Selected text:
◇ ◇ ◇

Fall is hands down one of the best times to experience the great state of Texas. Hurricane season is in the rear view mirror, there’s majestic foliage changing colors everywhere you turn, and your selfies won’t look like you just emerged from a swimming pool filled with sweat. That’s all to say, ‘tis the season for embarking on a good old-fashioned road trip. Here are 13 stellar Lone Star State getaway destinations within spittin’ distance of Houston.
Distance from Houston: 230 miles, 4 hours by car Naturally formed Caddo Lake headlines any journey to the East Texas Piney Woods. Dripping in Spanish moss, sprawling cypress trees, lush bayous, and wetlands, the labyrinth-like waterway is a paddler’s dream (it also looks other-worldly during the fall). Bust out your kayak or consider a spooky swamp tour aboard a 28-foot pontoon, then finish the day with a big platter of Catfish and Hushpuppies at the lakefront River Bend Restaurant. Bonus points: If you’re visiting the area around Halloween, you can also book a ghost walk over in historic Jefferson, a neighboring small town rumored to be one of the most haunted places in the country.

◇ ◇ ◇

Extracted material:
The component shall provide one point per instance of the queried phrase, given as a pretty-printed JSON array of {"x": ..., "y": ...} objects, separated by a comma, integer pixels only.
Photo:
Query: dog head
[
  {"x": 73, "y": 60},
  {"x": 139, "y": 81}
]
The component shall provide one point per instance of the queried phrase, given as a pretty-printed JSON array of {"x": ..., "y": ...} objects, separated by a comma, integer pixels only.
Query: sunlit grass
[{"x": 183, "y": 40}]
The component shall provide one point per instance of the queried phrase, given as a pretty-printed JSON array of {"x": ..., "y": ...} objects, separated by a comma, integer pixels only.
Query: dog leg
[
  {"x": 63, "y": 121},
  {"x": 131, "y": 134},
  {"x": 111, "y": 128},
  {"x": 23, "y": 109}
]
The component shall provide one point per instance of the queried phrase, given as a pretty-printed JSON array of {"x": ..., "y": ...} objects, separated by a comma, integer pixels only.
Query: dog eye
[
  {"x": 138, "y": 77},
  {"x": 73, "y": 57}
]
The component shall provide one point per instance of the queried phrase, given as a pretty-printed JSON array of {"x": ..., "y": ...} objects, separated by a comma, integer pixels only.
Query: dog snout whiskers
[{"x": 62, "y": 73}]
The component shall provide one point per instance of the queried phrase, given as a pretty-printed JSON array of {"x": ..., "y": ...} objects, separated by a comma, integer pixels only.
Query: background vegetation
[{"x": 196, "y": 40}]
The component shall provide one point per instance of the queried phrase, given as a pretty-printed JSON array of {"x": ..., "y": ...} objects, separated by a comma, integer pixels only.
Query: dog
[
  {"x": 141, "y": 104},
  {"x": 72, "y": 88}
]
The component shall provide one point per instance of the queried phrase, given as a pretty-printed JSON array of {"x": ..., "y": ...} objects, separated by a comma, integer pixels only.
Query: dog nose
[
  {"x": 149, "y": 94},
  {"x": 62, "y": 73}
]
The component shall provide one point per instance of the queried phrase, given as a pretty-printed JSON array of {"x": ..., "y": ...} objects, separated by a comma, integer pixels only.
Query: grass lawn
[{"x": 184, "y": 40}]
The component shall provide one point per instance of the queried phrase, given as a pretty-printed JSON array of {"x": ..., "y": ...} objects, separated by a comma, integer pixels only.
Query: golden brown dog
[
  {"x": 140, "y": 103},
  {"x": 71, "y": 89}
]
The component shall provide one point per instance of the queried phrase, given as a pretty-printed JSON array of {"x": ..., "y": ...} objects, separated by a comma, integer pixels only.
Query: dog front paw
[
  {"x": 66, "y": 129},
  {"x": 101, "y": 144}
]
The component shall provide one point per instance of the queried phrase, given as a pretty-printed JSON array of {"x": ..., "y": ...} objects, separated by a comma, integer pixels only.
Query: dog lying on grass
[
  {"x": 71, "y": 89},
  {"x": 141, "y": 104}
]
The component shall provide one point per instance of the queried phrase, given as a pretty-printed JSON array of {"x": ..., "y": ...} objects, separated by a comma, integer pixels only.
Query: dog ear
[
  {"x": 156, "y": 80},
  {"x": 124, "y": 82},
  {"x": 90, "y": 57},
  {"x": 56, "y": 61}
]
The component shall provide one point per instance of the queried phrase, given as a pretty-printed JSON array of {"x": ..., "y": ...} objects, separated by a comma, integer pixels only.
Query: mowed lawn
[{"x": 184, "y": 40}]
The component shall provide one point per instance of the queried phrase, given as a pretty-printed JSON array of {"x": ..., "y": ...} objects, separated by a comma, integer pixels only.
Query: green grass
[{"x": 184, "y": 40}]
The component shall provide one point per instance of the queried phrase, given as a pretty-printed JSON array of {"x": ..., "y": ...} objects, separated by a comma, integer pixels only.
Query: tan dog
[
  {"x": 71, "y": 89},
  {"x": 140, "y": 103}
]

◇ ◇ ◇

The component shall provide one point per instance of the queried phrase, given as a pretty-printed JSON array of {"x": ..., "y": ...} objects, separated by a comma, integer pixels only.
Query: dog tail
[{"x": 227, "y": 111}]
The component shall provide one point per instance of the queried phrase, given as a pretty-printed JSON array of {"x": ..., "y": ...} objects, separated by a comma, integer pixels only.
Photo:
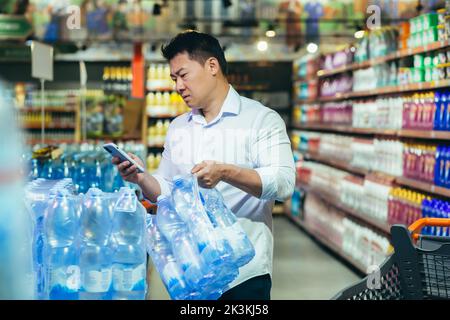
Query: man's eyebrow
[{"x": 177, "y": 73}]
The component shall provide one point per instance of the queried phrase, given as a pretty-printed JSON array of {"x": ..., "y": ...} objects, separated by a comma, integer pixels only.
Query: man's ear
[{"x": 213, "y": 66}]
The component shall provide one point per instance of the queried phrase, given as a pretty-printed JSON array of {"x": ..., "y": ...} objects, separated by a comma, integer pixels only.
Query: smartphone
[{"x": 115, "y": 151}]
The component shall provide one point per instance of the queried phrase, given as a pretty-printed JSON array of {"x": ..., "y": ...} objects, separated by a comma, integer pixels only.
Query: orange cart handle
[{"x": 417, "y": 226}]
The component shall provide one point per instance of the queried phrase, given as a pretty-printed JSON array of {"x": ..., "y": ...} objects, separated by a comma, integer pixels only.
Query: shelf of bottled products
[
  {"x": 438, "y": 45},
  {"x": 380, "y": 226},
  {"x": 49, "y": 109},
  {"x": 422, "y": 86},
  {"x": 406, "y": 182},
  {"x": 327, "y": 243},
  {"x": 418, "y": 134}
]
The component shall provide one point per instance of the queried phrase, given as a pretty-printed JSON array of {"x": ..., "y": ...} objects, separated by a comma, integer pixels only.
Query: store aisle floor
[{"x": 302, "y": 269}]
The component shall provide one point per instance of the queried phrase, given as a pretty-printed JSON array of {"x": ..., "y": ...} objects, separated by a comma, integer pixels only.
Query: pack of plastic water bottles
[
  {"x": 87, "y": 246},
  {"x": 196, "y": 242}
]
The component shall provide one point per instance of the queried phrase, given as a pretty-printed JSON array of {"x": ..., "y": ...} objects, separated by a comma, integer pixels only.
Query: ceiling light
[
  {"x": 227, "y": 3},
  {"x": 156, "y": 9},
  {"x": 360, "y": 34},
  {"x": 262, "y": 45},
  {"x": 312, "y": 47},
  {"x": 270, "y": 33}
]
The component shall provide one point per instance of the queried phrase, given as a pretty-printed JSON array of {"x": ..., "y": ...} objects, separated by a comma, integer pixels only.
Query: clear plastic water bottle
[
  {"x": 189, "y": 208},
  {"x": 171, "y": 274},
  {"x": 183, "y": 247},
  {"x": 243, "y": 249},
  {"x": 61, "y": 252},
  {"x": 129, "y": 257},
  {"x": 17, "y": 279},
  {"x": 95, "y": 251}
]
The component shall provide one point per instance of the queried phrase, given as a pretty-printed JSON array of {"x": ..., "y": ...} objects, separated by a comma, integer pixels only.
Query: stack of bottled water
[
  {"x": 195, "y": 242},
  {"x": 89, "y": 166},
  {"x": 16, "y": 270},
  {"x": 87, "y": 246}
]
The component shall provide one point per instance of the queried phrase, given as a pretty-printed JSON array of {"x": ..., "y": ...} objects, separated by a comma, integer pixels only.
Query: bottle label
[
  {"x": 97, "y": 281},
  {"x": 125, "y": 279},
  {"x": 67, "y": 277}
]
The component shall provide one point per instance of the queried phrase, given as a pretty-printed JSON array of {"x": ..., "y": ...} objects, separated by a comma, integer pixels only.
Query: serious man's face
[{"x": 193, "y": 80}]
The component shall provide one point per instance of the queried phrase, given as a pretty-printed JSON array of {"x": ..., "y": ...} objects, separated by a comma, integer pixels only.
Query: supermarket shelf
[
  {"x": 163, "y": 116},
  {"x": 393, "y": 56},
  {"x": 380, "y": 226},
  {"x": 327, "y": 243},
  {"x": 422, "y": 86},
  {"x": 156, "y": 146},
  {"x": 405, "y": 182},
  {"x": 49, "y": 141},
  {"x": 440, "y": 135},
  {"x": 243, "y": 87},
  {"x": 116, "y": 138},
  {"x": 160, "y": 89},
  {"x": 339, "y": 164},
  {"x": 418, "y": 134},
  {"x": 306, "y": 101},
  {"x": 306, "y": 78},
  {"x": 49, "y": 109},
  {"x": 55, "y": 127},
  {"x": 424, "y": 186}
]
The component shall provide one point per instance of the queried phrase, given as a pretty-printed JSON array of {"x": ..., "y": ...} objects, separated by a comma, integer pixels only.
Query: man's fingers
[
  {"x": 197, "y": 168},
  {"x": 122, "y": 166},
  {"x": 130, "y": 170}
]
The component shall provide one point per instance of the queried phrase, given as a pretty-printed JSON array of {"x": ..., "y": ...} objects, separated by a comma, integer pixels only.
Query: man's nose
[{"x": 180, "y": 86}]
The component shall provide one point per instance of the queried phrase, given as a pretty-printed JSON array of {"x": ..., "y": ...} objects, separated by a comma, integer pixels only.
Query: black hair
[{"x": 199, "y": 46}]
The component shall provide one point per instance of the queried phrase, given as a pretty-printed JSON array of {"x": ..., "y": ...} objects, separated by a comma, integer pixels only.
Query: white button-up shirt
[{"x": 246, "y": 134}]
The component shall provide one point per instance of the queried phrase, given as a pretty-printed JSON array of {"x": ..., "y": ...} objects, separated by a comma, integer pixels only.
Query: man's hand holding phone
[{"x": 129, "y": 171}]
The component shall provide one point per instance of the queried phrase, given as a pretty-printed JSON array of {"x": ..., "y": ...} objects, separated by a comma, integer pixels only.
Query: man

◇ ◇ ◇

Stated problem: In the Texas fall road trip text, rewrite the passage from "Distance from Houston: 230" to "in the country.", changing "kayak" to "canoe".

Solution for this problem:
Distance from Houston: 230 miles, 4 hours by car Naturally formed Caddo Lake headlines any journey to the East Texas Piney Woods. Dripping in Spanish moss, sprawling cypress trees, lush bayous, and wetlands, the labyrinth-like waterway is a paddler’s dream (it also looks other-worldly during the fall). Bust out your canoe or consider a spooky swamp tour aboard a 28-foot pontoon, then finish the day with a big platter of Catfish and Hushpuppies at the lakefront River Bend Restaurant. Bonus points: If you’re visiting the area around Halloween, you can also book a ghost walk over in historic Jefferson, a neighboring small town rumored to be one of the most haunted places in the country.